* AVAILABLE DATA

● ● ● ● ●

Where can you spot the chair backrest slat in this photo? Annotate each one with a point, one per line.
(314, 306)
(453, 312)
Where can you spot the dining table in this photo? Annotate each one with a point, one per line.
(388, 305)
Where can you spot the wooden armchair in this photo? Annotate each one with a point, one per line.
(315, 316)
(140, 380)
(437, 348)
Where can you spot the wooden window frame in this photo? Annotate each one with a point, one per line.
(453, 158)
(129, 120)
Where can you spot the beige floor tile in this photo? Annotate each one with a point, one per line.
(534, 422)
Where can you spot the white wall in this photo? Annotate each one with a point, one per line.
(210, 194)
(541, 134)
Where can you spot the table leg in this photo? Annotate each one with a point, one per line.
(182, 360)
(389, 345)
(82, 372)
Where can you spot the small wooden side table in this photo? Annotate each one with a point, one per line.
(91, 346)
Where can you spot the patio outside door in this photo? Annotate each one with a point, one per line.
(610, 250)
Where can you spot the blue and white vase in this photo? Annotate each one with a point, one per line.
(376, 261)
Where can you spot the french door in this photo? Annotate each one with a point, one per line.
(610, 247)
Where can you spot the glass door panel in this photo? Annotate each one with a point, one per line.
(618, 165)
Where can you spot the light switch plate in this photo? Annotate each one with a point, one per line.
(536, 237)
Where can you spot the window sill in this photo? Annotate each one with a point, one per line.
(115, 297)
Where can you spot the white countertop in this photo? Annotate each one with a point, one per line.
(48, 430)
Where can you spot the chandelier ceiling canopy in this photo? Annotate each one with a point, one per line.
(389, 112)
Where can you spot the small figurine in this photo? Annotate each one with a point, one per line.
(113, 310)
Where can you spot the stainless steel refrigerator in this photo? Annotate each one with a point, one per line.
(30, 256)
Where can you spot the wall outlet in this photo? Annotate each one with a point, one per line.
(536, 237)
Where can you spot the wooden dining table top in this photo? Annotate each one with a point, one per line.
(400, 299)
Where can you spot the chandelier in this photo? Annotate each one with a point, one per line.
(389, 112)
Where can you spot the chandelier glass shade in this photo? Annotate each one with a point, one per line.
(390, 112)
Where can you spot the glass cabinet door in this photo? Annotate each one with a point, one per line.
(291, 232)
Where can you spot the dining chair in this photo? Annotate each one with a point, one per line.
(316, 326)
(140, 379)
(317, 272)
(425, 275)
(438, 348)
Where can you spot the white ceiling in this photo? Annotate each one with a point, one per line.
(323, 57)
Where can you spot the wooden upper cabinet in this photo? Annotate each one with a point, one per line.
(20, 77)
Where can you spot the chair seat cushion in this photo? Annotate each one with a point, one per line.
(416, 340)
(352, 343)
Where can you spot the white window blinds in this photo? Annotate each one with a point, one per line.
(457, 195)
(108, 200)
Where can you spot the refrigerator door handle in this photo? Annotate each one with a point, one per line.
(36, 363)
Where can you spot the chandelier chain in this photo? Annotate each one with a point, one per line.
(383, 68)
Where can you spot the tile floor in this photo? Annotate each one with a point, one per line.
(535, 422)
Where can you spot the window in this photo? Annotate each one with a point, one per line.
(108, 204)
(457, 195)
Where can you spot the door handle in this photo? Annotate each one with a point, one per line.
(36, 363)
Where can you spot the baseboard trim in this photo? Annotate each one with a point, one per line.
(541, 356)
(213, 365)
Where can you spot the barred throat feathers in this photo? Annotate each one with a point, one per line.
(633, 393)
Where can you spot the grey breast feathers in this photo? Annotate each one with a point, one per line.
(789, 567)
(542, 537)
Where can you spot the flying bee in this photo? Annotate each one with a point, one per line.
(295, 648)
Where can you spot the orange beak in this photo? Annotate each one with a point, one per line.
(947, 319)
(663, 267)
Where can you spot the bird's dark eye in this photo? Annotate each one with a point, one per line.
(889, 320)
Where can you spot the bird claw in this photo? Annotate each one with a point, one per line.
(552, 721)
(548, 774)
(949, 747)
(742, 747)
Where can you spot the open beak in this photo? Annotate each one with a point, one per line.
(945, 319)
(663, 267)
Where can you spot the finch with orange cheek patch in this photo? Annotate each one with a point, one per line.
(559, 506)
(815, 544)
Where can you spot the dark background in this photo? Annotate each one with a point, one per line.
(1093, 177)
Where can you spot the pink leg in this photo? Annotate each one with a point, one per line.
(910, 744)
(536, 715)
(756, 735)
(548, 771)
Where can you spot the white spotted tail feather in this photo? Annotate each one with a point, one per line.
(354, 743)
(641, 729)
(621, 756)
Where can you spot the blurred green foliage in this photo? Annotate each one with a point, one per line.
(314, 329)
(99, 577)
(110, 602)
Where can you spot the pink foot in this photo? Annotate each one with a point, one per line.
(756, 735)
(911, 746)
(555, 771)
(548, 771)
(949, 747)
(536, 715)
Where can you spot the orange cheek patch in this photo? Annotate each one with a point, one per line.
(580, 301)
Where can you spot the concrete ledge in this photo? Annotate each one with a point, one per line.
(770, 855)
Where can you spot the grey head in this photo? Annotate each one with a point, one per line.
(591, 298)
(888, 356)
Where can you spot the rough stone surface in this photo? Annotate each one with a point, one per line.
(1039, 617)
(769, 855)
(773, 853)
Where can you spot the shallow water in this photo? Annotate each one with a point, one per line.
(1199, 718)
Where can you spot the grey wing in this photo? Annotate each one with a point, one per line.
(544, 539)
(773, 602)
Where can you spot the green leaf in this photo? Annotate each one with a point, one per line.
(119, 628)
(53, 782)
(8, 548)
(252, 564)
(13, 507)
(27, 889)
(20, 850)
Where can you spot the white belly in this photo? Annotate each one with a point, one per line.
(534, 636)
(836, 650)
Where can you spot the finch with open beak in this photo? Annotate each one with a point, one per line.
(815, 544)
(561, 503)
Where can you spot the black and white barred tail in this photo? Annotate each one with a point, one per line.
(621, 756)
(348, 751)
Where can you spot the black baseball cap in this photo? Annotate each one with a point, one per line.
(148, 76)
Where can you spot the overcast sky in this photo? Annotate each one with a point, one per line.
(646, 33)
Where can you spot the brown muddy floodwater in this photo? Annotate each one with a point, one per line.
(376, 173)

● ● ● ● ●

Copy every row above word for word, from the first to the last.

* RESULT OF THIS TASK
Where can you spot the chair backrest slat in this photo? Annotate each one with a point, one per line.
(314, 306)
(453, 312)
Where can you spot the dining table in this photo? Annotate each one with a point, one per line.
(388, 305)
Where can you spot the wooden armchair in this photo? Annotate each one with a point, one per line.
(315, 316)
(140, 380)
(437, 348)
Where can you spot the wooden window frame in this photo? Annotate each one with a point, one per line.
(453, 158)
(129, 120)
Where can you spot the beige floor tile in this photo? Annotate each one with a point, one per line.
(534, 422)
Where can you spot the white wall in this photo? Annotate each one with a point, one per line.
(210, 194)
(541, 134)
Where can you spot the table leg in this photo? Annotate each one with a point, one per line.
(182, 360)
(389, 345)
(82, 372)
Where can you spot the small wooden side table in this photo? Annotate each one with a point, one per line.
(91, 346)
Where can you spot the patio outside door in this photo? Annotate each one with a point, one per line.
(610, 250)
Where can you spot the blue and white vase in this photo? Annotate each one with a point, one per line.
(376, 261)
Where can you spot the french door in this photo? Annotate each one with a point, one per line.
(610, 247)
Where can you spot the glass door panel in this photo? Annotate each one with a point, one per line.
(618, 165)
Where can you spot the light switch plate in this photo? Annotate each one with a point, one per line.
(536, 237)
Where can you spot the window sill in this photo? Annotate each one with a point, one per line.
(115, 297)
Where can you spot the white countertop in this photo? Annotate each one with a point, one per line.
(48, 430)
Where can you spot the chandelier ceiling canopy in this photo? Annotate each one with a point, one per line.
(389, 112)
Where can you spot the small figurine in this photo? Annotate each one with a point, one per line.
(113, 310)
Where can you spot the stainless steel refrigerator in this photo? Annotate each one with a point, one per line.
(30, 256)
Where can you spot the wall outlet in this photo? Annotate each one with a point, one per line.
(536, 237)
Where can you spot the wooden dining table top in this photo? Annotate each one with a point, one per line.
(400, 299)
Where can you spot the chandelier in this photo? Annotate each one with a point, one per line.
(389, 112)
Where can you spot the chandelier glass shade in this photo? Annotate each one with a point, one per line.
(390, 112)
Where can you spot the glass cabinet door in this photo? Annotate each one with a point, one per line.
(291, 232)
Where can you spot the dining chair in this photo? Annotate each one with a point, one per line.
(316, 326)
(140, 379)
(317, 272)
(425, 275)
(438, 348)
Where can you spot the white ceiling in this photo? Annotate each one with a point, one per line.
(323, 57)
Where can you spot the wooden upper cabinet in this photo? Annotate each one with a point, one per line.
(20, 77)
Where can you spot the chair seat cushion in this photo? Annotate each one with a point, one per line.
(416, 340)
(352, 343)
Where can you spot the white window blinds in this photo? Annotate each one with a point, one per line.
(457, 195)
(108, 200)
Where can you spot the refrigerator door handle in this photo? Annotate each one with a point, one per line.
(36, 363)
Where can you spot the chandelier chain in this photo? Annotate each one with a point, one per line.
(383, 68)
Where can you spot the tile floor in this photo? Annotate each one with a point, one per line.
(535, 422)
Where can you spot the window in this photo? Annotate each one with a point, one per line.
(108, 204)
(457, 195)
Where can you spot the door handle in this photo? Annotate each one with a point, one per line.
(36, 363)
Where can you spot the baseboard trim in this photo? Annotate each one with a point, one per line.
(541, 356)
(213, 365)
Where can you spot the barred throat feathers in this photo? Annotate each one with a point, one per line.
(633, 393)
Where can you spot the grey breast feathers in this photo? Annotate each one with a point, one per line.
(789, 567)
(542, 537)
Where can you spot the flying bee in this photo? Annotate each one with a point, one per line.
(295, 648)
Where can you spot the orange beak in this photo? Annotate each one with a point, one per line.
(947, 319)
(663, 267)
Where can you spot the bird's dark eye in this photo? Annotate each one with a point, one per line.
(889, 320)
Where can you spot the bird claw in this photo? Annotate each one with a point, one per line.
(552, 721)
(548, 774)
(949, 747)
(742, 747)
Where can you spot the open beak in this photo? Annotate each one with a point, one per line.
(945, 319)
(663, 267)
Where can you spot the finch with orange cheek patch in this photo? Annotate each one with a point, one per line.
(559, 506)
(815, 544)
Where can you spot the dark background in this photo? Annotate each one with a point, one per line.
(1093, 177)
Where can you spot the pink leg in this photo? Annotate each one with a point, one per line.
(910, 744)
(536, 715)
(756, 735)
(548, 771)
Where can you spot the white spotted tail feather in this photo? Annotate each one with a point, one per line.
(354, 743)
(641, 729)
(621, 756)
Where can you spot the blurred green foliage in this photo? Annotate each one with a point, one per line.
(314, 329)
(99, 577)
(110, 602)
Where can you spot the pink foot in this photo? Annotate each one with a point, one per line.
(756, 735)
(911, 746)
(555, 771)
(548, 771)
(949, 747)
(536, 715)
Where can you spot the orange cheek patch in this photo? Annotate each one with a point, one per line.
(580, 301)
Where can you spot the concrete ledge in this photo? Annotate each one with a point, one per line.
(770, 855)
Where can you spot the grey head in this photo? Annotate each one with a point, one per line.
(591, 298)
(888, 356)
Where can you spot the rough stone surface in this photo? Annotate each one with a point, one per line.
(1039, 617)
(769, 855)
(773, 853)
Where can you spot the shallow water in this photo? Annotate each one with a point, one per line.
(1199, 718)
Where can you spot the grey wing in this photo? Annotate each one with a point, one per line.
(544, 539)
(773, 602)
Where can you spot the green leaf in this photo? Annotate each one with a point, one per line.
(119, 628)
(53, 782)
(8, 548)
(252, 564)
(13, 507)
(27, 889)
(20, 850)
Where can you spot the white belly in this photo? Annotate each one with a point, one per line.
(534, 636)
(836, 650)
Where can you spot the finch with open beak in this photo? Annotate each one with a point, one per line.
(815, 544)
(561, 503)
Where can you spot the black and white barred tail in this photo? Annotate each one with a point, one per line.
(621, 756)
(348, 751)
Where can you spot the black baseball cap in this photo? Annotate each one with a point, one per line.
(148, 76)
Where can you spot the overcast sky in this photo? Annotate each one with a point, one per line.
(646, 33)
Where can you spot the brown muddy floodwater in this photo? Annotate each one with a point, one per line.
(376, 173)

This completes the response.